Open64 (mfef90, whirl2f, and IR tools)  TAG: version-openad; SVN changeset: 916
config_cache.h File Reference
This graph shows which files directly or indirectly include this file:

Go to the source code of this file.

Classes

struct  MHD_LEVEL
struct  MHD

Defines

#define MHD_MAX_LEVELS   4

Typedefs

typedef enum MHD_TYPE MHD_TYPE
typedef struct MHD_LEVEL MHD_LEVEL
typedef struct MHD MHD

Enumerations

enum  MHD_TYPE { MHD_TYPE_NONE = 222, MHD_TYPE_CACHE, MHD_TYPE_MEM }

Variables

MHD Mhd
MHD Mhd_Options

Define Documentation

#define MHD_MAX_LEVELS   4

Definition at line 392 of file config_cache.h.

Referenced by MHD::First(), MHD::Merge_Options(), MHD::Next(), and MHD::Print().


Typedef Documentation

typedef struct MHD MHD
typedef struct MHD_LEVEL MHD_LEVEL
typedef enum MHD_TYPE MHD_TYPE

Description:

Unique prefix

MHD_ (meaning "memory hierarchy description")

MHD_TYPE

MHD_TYPE_NONE (not modelling anything) MHD_TYPE_CACHE (cache: misses to further out cache or main memory) MHD_TYPE_MEM (main memory: misses to a disk)

MHD_LEVEL

The parameters that describe this level of the memory hierarchy.

MHD_TYPE Type

Are we modelling cache, main memory, or nothing

INT64 Size

Number of bytes the cache or main memory holds.

INT64 Effective_Size

How many bytes the memory hierarcy level can effectively hold

INT32 Line_Size

Number of bytes in a cache line or page.

INT32 Clean_Miss_Penalty

Processor cycles to next level of memory hierarcy to replace a clean line.

INT32 Dirty_Miss_Penalty

Processor cycles to next level of memory hierarcy to replace a dirty line.

INT32 Miss_Penalty

Processor cycles to next level of memory hierarcy to replace a clean or dirty line. Used only to set the distinct clean/dirty variables with a single option -- not to be used outside option processing.

INT32 Associativity

Only for MHD_CACHE: 1 for direct mapped, etc

INT32 TLB_Entries

-1 if no TLB; otherwise, the number of entries

INT32 Page_Size

How many bytes are mapped by one TLB entry

INT32 TLB_Clean_Miss_Penalty INT32 TLB_Dirty_Miss_Penalty INT32 TLB_Miss_Penalty

How many cycles a TLB miss costs. The third is used only during option processing to allow setting the first two with a single option -- not to be used outside option processing.

double Typical_Outstanding

How many loads may be outstanding at the same time typically. 1 means no overlap. If a cache's max is 4, then 3 might be a reasonable number to use here. Don't use anything less than 1.

Data excerpts –
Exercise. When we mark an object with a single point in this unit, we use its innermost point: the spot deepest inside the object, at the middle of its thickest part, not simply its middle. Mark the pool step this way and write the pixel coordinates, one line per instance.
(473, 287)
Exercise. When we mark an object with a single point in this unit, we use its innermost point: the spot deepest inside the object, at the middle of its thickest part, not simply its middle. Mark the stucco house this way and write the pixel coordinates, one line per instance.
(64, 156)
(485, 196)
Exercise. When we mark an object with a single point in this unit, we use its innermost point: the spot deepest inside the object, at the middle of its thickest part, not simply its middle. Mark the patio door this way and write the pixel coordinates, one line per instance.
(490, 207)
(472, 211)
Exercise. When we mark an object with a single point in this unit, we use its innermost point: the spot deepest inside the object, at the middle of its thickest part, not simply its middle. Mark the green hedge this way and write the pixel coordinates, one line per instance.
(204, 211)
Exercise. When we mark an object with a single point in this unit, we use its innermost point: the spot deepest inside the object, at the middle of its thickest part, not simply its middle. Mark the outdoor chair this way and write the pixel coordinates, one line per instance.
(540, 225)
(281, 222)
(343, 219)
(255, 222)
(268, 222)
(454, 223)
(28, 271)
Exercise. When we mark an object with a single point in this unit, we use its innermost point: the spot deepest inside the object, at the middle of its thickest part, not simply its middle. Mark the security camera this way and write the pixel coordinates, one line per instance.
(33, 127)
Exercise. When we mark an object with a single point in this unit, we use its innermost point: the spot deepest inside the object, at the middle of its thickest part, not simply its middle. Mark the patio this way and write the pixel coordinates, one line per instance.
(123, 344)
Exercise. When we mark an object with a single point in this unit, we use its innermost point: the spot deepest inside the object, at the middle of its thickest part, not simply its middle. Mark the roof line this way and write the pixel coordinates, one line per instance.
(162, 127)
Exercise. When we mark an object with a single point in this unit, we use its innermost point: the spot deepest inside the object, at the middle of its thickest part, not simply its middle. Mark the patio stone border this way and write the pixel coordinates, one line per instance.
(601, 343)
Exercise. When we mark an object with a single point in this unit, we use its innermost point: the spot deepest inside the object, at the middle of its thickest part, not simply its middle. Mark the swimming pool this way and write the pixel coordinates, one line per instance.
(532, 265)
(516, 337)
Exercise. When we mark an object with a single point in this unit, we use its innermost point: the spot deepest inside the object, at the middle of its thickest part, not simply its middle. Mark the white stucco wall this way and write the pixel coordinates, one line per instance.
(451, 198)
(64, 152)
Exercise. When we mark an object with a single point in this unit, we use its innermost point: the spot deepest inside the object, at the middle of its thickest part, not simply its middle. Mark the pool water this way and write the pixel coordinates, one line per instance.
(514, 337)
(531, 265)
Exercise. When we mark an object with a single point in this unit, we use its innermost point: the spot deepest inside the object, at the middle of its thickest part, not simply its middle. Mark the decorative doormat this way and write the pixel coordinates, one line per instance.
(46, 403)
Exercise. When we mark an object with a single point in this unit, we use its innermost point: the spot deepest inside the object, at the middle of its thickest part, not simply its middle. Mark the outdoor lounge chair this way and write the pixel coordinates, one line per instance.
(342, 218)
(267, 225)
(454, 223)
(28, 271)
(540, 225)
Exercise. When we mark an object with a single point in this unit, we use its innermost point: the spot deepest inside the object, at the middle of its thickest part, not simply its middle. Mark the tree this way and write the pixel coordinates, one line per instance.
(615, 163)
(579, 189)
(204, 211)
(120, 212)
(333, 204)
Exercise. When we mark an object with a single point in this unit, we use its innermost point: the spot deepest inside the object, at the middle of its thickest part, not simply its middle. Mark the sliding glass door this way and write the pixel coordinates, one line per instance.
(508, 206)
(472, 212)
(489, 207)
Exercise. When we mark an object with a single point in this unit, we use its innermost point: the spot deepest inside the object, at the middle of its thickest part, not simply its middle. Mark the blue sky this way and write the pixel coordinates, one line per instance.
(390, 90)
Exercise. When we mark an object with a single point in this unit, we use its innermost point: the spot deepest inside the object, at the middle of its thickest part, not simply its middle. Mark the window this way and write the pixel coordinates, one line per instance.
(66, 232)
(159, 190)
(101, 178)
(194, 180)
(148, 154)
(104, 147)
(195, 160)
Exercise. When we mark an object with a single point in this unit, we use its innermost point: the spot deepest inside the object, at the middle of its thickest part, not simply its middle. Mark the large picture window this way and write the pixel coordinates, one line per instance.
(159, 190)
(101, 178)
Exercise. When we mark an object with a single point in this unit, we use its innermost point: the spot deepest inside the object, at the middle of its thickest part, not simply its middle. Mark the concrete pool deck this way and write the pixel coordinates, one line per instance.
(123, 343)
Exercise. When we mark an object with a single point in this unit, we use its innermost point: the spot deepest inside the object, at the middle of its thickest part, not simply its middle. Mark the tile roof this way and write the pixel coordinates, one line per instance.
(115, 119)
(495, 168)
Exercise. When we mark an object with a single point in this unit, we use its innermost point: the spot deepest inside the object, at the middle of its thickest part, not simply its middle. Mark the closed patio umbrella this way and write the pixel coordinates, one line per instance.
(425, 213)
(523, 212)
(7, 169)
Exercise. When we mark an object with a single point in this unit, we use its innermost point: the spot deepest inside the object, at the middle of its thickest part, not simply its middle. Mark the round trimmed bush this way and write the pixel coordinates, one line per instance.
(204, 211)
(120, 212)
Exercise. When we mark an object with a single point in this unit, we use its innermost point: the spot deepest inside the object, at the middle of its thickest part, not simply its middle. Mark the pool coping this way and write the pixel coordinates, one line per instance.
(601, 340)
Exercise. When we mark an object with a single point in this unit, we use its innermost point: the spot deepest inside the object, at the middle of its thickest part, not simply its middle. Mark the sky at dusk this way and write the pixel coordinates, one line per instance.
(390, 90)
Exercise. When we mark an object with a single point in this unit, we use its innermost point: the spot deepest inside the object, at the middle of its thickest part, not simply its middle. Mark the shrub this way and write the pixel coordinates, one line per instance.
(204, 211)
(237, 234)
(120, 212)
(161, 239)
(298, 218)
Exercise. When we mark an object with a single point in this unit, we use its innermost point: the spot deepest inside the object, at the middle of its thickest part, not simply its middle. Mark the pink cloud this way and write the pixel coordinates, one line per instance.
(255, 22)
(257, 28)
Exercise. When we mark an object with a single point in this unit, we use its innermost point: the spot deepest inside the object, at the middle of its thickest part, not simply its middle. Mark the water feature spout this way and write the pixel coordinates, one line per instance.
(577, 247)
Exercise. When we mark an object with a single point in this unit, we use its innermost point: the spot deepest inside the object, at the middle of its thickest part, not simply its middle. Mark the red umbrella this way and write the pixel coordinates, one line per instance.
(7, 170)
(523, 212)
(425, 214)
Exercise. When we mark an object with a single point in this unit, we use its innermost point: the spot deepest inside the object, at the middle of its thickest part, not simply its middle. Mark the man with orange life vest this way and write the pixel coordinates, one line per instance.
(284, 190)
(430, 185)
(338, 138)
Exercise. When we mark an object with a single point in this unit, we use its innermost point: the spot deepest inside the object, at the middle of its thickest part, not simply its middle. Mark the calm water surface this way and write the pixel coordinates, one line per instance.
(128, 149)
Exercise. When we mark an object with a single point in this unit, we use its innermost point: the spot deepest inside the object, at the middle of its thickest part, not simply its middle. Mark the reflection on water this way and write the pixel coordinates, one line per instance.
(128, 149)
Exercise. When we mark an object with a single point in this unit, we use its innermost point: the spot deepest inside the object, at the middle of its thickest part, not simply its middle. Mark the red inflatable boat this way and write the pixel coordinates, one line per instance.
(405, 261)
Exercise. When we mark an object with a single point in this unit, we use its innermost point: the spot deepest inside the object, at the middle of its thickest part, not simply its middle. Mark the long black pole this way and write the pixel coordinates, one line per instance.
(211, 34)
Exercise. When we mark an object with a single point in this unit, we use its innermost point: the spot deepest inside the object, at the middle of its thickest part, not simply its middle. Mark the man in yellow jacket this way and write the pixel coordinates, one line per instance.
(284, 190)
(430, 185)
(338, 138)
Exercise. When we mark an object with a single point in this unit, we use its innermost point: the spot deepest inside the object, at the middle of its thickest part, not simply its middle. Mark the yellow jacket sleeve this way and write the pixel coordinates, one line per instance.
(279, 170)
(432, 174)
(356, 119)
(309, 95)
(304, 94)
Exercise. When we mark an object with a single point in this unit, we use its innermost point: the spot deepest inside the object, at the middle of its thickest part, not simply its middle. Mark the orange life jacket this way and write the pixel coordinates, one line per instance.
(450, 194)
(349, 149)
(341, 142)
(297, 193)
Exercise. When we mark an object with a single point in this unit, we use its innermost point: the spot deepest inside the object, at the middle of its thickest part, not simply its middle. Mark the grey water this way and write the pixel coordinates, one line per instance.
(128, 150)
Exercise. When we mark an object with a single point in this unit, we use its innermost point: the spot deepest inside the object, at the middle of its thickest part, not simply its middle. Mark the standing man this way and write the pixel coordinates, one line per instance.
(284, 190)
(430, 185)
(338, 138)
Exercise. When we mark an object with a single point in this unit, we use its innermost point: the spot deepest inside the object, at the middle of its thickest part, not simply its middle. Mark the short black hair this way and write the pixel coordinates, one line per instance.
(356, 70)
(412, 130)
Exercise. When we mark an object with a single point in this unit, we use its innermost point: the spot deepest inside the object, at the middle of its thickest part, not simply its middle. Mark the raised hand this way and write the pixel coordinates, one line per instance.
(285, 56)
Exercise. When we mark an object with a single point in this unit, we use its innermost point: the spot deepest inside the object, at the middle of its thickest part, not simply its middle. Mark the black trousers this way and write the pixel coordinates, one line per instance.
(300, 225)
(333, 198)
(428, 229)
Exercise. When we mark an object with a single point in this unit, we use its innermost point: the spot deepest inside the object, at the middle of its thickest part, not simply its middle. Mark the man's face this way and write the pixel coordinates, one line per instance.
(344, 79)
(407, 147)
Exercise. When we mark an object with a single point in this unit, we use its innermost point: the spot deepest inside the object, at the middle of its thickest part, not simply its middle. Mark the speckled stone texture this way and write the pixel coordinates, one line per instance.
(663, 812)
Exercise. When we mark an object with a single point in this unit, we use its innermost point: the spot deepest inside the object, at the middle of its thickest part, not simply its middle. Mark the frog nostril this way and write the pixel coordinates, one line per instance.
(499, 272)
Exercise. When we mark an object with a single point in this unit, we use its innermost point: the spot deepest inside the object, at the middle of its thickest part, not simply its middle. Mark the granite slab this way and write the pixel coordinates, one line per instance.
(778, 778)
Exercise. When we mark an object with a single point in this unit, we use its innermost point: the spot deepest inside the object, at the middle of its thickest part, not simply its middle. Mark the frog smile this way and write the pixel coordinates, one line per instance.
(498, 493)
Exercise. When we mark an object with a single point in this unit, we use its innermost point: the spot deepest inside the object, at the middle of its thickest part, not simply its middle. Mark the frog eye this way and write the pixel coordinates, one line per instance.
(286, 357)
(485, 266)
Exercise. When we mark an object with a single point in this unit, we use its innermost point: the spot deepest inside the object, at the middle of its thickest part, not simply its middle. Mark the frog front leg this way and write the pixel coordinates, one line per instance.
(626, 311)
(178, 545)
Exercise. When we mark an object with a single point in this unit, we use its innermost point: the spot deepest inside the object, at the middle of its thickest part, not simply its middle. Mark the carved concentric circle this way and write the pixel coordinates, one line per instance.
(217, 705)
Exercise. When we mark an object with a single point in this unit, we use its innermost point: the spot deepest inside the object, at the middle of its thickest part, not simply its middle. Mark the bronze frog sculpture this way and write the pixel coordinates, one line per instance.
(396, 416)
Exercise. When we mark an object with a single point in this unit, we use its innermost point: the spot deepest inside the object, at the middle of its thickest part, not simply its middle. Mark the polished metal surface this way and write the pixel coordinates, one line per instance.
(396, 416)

Given instruction – Reproduce the config_cache.h documentation above from "Number of bytes the" to "a clean line.", word for word.

The solution –
Number of bytes the cache or main memory holds.

INT64 Effective_Size

How many bytes the memory hierarcy level can effectively hold

INT32 Line_Size

Number of bytes in a cache line or page.

INT32 Clean_Miss_Penalty

Processor cycles to next level of memory hierarcy to replace a clean line.